Figure 8 definitely doesn’t show the differences between various categories very well since the corresponding numbers are not that different (305 orders for furniture, 336 for office supplies, and 355 for technology department).
It is difficult for the human mind to compare areas. On the other hand, bar charts are relatively easy to interpret as we are able to compare the length and even guess how much longer one bar would be than the other, even without having any numerical labels (Jones, 2020).
pie(table(df$Segment),
labels = table(df$Segment),
col = c("paleturquoise1","steelblue1","lightslateblue"),
main = "Number of orders by customer segment")
legend("topleft", legend = paste(unique(df$Segment)),
fill = c("paleturquoise1","steelblue1","lightslateblue"))
This pie chart (shown on figure 9) definitely looks better than the previous graph, as it shows both the values corresponding to each category and their names shown as a legend. The differences between segments are also more significant as anyone can see that the “Consumer” segment takes up more than half of the orders.

Tasks to complete -
- 1) In the passage on charts, how many orders are given for office supplies?
- 2) Locate every line in the rows that contains the string "mouth", and copy each one.
The passage on charts has no connection to the rows.

Rows from a point labeling set:
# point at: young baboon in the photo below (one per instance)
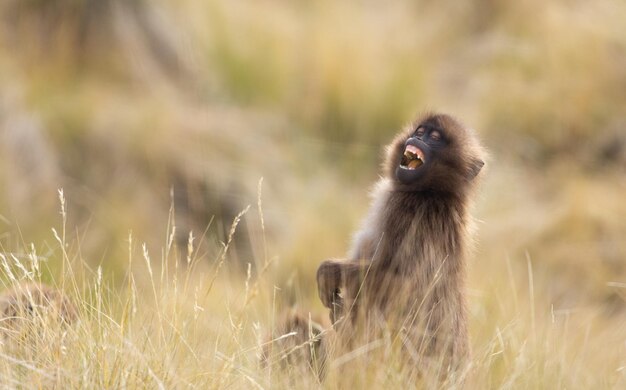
(405, 272)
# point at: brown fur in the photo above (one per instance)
(405, 272)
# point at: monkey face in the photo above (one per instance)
(419, 151)
(436, 153)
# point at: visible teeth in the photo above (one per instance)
(413, 157)
(415, 163)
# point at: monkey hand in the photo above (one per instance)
(329, 284)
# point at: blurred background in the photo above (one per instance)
(146, 112)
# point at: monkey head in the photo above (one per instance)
(436, 154)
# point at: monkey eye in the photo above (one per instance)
(435, 135)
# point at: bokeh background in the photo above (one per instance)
(152, 114)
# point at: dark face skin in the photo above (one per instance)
(428, 140)
(437, 154)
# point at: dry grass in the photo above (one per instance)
(209, 96)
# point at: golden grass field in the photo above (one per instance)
(179, 169)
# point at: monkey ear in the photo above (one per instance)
(474, 168)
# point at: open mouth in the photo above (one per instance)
(413, 158)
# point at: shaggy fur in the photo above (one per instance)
(406, 269)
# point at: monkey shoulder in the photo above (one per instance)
(369, 235)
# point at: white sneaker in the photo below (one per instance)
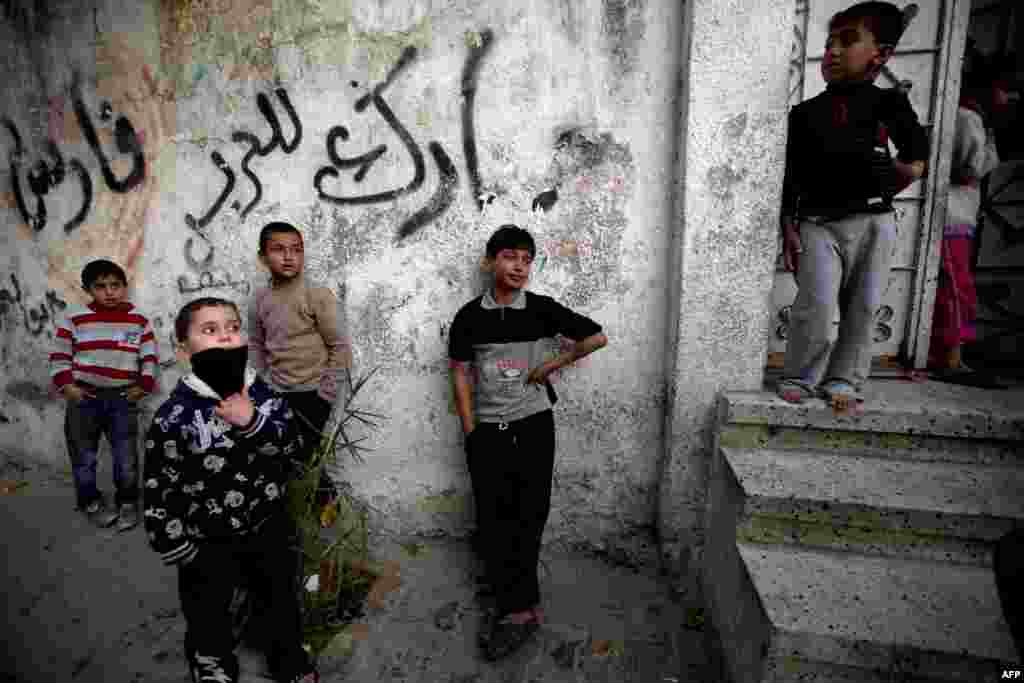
(127, 517)
(99, 515)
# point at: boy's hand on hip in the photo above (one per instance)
(75, 393)
(134, 393)
(237, 409)
(792, 246)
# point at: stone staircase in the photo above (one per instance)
(859, 549)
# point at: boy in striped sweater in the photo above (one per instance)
(103, 365)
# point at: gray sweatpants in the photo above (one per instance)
(845, 263)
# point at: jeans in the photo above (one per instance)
(111, 414)
(511, 471)
(264, 562)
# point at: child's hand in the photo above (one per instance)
(237, 409)
(539, 375)
(134, 393)
(792, 246)
(903, 175)
(75, 393)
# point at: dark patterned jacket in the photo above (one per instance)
(207, 479)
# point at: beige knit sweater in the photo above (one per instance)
(297, 338)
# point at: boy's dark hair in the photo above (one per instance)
(510, 237)
(93, 270)
(183, 319)
(275, 227)
(884, 19)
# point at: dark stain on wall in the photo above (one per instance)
(31, 17)
(580, 150)
(29, 392)
(722, 179)
(735, 126)
(594, 172)
(624, 27)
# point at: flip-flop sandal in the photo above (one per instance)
(793, 391)
(913, 375)
(970, 378)
(841, 395)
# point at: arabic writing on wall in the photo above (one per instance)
(36, 317)
(46, 175)
(361, 164)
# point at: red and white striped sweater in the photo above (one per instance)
(104, 348)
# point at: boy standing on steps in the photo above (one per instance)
(839, 226)
(296, 337)
(507, 420)
(103, 364)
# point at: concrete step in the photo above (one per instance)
(836, 616)
(925, 422)
(926, 510)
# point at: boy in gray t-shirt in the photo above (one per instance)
(498, 339)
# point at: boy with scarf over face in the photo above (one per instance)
(218, 456)
(839, 227)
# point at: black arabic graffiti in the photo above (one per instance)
(469, 77)
(125, 139)
(255, 148)
(364, 162)
(208, 281)
(42, 178)
(442, 197)
(34, 316)
(198, 225)
(207, 278)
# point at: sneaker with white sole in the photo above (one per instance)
(127, 517)
(99, 515)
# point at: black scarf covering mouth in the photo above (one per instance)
(222, 369)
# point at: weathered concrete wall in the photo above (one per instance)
(730, 161)
(484, 109)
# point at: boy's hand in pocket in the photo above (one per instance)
(134, 393)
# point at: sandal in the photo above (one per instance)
(793, 391)
(840, 394)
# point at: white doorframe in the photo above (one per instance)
(956, 16)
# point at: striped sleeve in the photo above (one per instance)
(60, 357)
(147, 358)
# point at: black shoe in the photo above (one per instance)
(506, 638)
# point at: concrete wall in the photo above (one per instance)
(731, 154)
(499, 104)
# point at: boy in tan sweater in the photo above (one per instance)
(296, 336)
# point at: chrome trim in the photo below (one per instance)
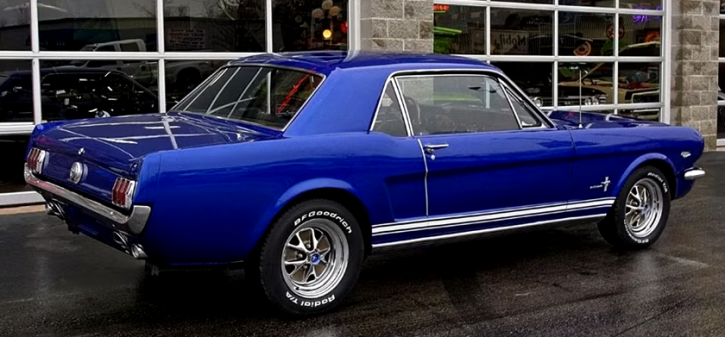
(430, 148)
(511, 104)
(487, 230)
(400, 105)
(403, 107)
(694, 173)
(135, 223)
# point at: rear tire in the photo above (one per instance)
(640, 213)
(310, 259)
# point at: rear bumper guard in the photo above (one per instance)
(134, 223)
(694, 173)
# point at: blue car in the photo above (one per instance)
(297, 166)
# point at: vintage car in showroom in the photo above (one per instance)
(299, 165)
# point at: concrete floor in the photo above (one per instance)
(562, 282)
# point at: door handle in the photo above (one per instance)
(430, 148)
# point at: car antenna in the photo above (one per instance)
(578, 66)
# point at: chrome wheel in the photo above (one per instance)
(315, 258)
(643, 208)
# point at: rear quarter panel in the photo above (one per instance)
(213, 205)
(617, 152)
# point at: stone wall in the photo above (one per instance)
(695, 45)
(397, 25)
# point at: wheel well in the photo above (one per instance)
(346, 199)
(189, 72)
(667, 170)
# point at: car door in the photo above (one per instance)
(400, 161)
(491, 159)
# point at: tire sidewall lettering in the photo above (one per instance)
(335, 217)
(310, 303)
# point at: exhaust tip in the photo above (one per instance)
(52, 208)
(137, 252)
(121, 240)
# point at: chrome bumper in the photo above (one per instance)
(133, 223)
(694, 173)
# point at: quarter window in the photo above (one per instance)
(523, 111)
(445, 104)
(267, 96)
(389, 118)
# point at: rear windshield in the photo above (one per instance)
(267, 96)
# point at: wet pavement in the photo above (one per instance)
(557, 282)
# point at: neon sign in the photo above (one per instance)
(640, 18)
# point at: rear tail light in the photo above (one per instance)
(36, 160)
(122, 193)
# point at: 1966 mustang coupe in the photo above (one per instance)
(300, 165)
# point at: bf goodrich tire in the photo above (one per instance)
(640, 212)
(311, 258)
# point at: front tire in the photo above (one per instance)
(640, 212)
(311, 258)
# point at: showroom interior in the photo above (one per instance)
(55, 55)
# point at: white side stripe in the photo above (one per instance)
(487, 230)
(489, 216)
(420, 226)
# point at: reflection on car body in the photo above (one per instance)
(299, 165)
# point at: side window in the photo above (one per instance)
(444, 104)
(389, 117)
(523, 111)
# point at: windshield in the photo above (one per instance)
(267, 96)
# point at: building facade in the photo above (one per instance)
(67, 59)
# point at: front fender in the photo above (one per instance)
(637, 163)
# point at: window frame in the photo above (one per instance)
(397, 95)
(501, 78)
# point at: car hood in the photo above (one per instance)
(120, 142)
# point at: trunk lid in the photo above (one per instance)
(120, 142)
(110, 148)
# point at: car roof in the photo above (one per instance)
(327, 61)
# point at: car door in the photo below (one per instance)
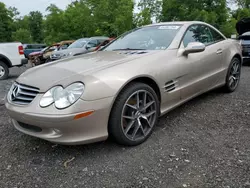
(201, 70)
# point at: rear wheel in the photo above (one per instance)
(4, 71)
(233, 75)
(134, 114)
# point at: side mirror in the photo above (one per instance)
(233, 36)
(194, 47)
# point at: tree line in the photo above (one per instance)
(85, 18)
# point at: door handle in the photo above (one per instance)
(219, 51)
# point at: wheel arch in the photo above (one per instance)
(146, 79)
(6, 60)
(142, 79)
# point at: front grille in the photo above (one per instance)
(30, 127)
(22, 94)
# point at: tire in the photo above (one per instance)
(126, 117)
(4, 71)
(230, 87)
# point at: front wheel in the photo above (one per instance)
(4, 71)
(233, 75)
(134, 114)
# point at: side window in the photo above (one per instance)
(92, 43)
(216, 36)
(198, 33)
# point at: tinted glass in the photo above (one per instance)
(198, 33)
(147, 38)
(216, 36)
(92, 43)
(78, 44)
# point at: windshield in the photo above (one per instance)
(78, 44)
(147, 38)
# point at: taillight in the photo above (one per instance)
(20, 50)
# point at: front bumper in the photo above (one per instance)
(61, 127)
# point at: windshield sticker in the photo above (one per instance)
(174, 27)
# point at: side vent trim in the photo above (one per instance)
(170, 86)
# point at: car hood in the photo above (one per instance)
(73, 69)
(35, 53)
(243, 26)
(70, 50)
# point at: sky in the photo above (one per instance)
(25, 6)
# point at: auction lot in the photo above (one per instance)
(204, 143)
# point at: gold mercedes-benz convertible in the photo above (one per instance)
(121, 90)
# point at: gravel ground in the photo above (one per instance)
(204, 143)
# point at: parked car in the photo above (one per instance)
(80, 46)
(243, 29)
(104, 43)
(29, 48)
(11, 55)
(43, 56)
(122, 89)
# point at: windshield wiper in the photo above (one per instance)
(128, 49)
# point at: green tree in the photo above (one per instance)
(5, 24)
(36, 26)
(22, 35)
(54, 25)
(111, 17)
(214, 12)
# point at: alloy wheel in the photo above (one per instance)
(139, 115)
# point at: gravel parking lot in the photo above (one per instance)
(204, 143)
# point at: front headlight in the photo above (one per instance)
(62, 98)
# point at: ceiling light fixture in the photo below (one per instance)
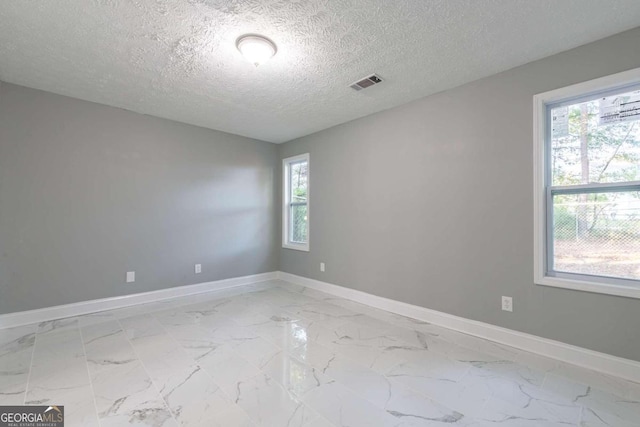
(257, 49)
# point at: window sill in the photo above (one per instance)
(303, 248)
(579, 285)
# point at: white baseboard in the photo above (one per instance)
(601, 362)
(93, 306)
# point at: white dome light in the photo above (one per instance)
(257, 49)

Solutions -
- 1) 336

- 2)
# point at: open mouth in the photo above (one per instance)
# point at: black scarf covering mouth in the photo above (one per instance)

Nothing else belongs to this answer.